About this exercise: Please reproduce the entries exactly, skipping each picture.

Stored data entries
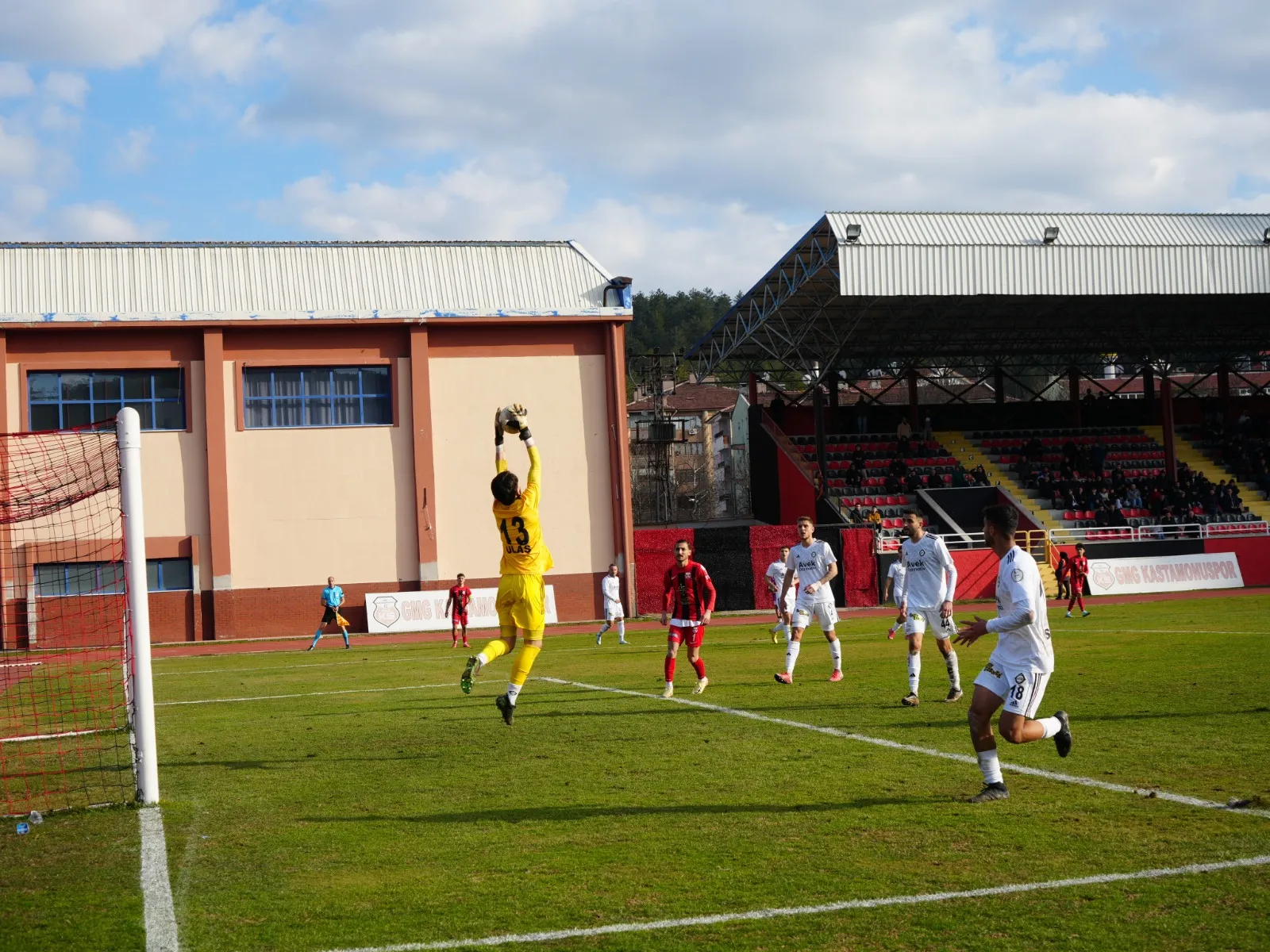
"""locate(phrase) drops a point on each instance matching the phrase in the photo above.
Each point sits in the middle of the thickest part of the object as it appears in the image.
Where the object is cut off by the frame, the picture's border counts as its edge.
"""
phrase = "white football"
(508, 422)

Output of the exercise:
"""locate(phrase) drops a point on each instance matching the phrase in the photo above.
Each point sits in the middle of the thickest part of the object as it appears in the image.
Where the object is cut off by the frame, the picture's border counts as its edge.
"""
phrase = "white football"
(508, 422)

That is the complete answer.